EXERCISE MATERIALS:
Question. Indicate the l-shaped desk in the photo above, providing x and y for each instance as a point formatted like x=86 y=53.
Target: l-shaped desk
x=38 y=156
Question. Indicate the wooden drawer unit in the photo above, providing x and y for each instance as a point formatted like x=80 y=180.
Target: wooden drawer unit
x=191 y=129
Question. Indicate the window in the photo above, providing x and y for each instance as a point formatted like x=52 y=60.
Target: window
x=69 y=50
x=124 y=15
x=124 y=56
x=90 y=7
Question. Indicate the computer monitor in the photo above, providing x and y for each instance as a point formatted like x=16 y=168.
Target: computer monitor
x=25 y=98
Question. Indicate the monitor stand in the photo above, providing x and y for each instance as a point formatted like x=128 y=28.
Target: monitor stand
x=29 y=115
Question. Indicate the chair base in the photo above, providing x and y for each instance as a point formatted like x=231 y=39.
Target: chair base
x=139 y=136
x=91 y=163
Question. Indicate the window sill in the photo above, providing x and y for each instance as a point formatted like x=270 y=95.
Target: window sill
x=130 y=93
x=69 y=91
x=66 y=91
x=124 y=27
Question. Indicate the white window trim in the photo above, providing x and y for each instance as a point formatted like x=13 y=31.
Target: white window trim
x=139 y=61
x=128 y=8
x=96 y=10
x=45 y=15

TASK STATEMENT: Take the lines from the first line of the records through the line holding "Question. Indicate the window in", both included, and please reproduce them exactly with nothing added.

EXPECTED ANSWER:
Question. Indicate the l-shaped desk in the photo above, providing x and y for each instance as a point formatted like x=86 y=53.
Target: l-shaped desk
x=38 y=156
Question. Indicate the wooden drawer unit in the photo above, providing x and y for each instance as a point formatted like x=80 y=180.
Target: wooden drawer unit
x=191 y=129
Question. Indicate the window in the photo above, providing x and y for each instance as a point formatted like x=52 y=60.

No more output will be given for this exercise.